**Task to complete:** Please write out everything from the line containing "Use whatever prompts" down to the line containing "box: [354, 621, 510, 668]" again, replacing "rough mask" with "coarse mask" and leaving the rest unchanged.

**Exercise inputs:**

_ _ _ _ _

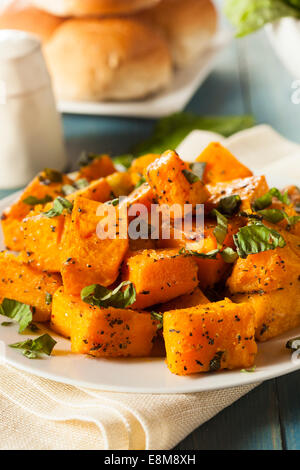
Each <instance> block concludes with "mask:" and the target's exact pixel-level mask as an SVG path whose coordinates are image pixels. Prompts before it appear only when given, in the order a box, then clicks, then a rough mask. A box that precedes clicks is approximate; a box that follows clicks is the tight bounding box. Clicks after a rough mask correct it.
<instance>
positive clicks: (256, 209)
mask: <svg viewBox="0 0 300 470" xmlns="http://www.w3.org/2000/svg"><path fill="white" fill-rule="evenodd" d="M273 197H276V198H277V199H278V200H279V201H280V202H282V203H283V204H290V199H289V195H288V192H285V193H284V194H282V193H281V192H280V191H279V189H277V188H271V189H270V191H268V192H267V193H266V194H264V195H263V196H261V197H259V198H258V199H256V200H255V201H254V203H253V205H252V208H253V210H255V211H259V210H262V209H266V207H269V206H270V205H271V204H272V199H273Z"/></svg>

_ _ _ _ _

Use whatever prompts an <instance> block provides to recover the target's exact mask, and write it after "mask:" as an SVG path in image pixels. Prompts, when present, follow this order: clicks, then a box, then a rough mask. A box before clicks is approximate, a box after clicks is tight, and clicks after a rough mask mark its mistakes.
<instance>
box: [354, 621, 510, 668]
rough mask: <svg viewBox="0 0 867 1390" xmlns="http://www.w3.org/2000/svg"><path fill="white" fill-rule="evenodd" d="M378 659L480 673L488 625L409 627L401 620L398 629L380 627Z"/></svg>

_ _ _ _ _

**Task solution:**
Use whatever prompts an <instance> block provides to recover the target's exact mask, and write it after "mask:" as an SVG path in image pixels. Prompts, when present, follow this order: clicks, then a box, then a coarse mask. A box before clicks is approximate, a box after clicks is tight, and clicks after a coarse mask mark its mistakes.
<instance>
box: [354, 621, 510, 668]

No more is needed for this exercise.